-- WORK TO COMPLETE --
1. Write out everything from "August 13th, 2009" down to "September 2009 issue." in the post on caged black women in fashion, swapping "snapshot" for "photo".
2. Extend the post on caged black women in fashion, picking up after its final sentence.

[Start of SUPPLIED TEXT]

August 13th, 2009
Amber Rose, Fashion Discussion
Caged Black Women : Grace Jones & Amber Rose
By Claire

Our snapshot from today got me thinking about the portrayals of black women in fashion, and how they’re so typically placed in “Out of Africa” spreads that suggest their closeness to and affinity for animals. I blogged about the Naomi Campbell pictures (photographed by Jean-Paul Goude) for AOL Black Voices, and in my research stumbled upon these pictures of Grace Jones and Amber Rose:

Grace Jones Amber Rose Caged AnimalsGrace Jones, also photographed by Jean-Paul Goude, was featured on the cover of Goude’s 1981 book Jungle Fever. Amber Rose (who is of Cape Verdean descent) appears in Complex Magazine’s September 2009 issue.

Though the photos were taken decades apart, the message is the same. These women are so wild they must be caged–they’re sultry, snarling sex beasts. No matter how many years pass, it seems as if black women can’t shake the same animalistic image.

[End of SUPPLIED TEXT]
[Start of RECORD EXTRACTS]

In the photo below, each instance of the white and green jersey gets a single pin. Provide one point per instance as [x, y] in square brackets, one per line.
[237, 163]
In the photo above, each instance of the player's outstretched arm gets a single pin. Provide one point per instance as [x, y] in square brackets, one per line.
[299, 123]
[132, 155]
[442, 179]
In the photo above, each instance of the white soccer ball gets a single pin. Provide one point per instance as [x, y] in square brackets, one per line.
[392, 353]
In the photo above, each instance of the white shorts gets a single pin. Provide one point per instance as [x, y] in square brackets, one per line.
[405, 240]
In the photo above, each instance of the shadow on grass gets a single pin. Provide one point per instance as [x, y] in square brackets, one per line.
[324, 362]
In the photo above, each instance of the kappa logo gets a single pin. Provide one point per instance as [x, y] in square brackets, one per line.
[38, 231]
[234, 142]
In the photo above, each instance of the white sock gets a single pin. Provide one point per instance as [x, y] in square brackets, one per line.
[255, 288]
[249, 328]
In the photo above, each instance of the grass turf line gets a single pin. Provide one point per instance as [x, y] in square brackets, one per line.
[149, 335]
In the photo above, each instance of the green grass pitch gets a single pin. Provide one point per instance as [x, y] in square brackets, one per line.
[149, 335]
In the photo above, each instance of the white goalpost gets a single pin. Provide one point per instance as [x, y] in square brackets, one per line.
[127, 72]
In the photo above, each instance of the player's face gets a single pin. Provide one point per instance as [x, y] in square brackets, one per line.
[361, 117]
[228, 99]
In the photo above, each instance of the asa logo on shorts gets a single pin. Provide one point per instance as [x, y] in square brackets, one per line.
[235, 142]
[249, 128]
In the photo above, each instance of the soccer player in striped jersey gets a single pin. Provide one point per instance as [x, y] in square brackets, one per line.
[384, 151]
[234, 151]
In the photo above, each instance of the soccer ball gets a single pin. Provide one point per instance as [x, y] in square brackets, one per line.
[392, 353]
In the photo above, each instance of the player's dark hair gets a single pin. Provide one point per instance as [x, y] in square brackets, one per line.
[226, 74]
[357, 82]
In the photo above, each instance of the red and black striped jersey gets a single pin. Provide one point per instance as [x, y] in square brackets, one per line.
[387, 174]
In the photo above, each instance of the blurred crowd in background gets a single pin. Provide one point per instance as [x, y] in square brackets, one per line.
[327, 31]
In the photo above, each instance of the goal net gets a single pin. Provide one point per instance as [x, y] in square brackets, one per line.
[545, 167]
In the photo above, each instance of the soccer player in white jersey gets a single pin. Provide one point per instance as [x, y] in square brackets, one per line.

[End of RECORD EXTRACTS]

-- OUTPUTS BY TASK --
1.
August 13th, 2009
Amber Rose, Fashion Discussion
Caged Black Women : Grace Jones & Amber Rose
By Claire

Our photo from today got me thinking about the portrayals of black women in fashion, and how they’re so typically placed in “Out of Africa” spreads that suggest their closeness to and affinity for animals. I blogged about the Naomi Campbell pictures (photographed by Jean-Paul Goude) for AOL Black Voices, and in my research stumbled upon these pictures of Grace Jones and Amber Rose:

Grace Jones Amber Rose Caged AnimalsGrace Jones, also photographed by Jean-Paul Goude, was featured on the cover of Goude’s 1981 book Jungle Fever. Amber Rose (who is of Cape Verdean descent) appears in Complex Magazine’s September 2009 issue.

2.
Naomi Campbell, Russian Vogue, December 2008

In my AOL post, which suggests this portrayal was offensive, one commenter said, “This is why blacks are so often held back because we spend too much time and effort sweating the small stuff to fight the big fight. There are real issues to be addressed right now but I see those aren’t being touched.” Another said, “This “small stuff” sends a wider message to everyone regardless of color, if the recent events with Gates and even Obama slanders have taught us nothing: that people of color and black people specifically, are so far removed from white or whiteness that they can never be considered human(e), therefore are in fact, the animals their (supposed) ancestors roamed with.

Iman Peter Beard 1985

Iman photographed by Peter Beard, 1985

On what side do you fall in this debate? Is it small stuff? Or are you offended?

Also, what roles do models play in this? Someone like Naomi should have the power to say ‘yes’ or ‘no.’ No?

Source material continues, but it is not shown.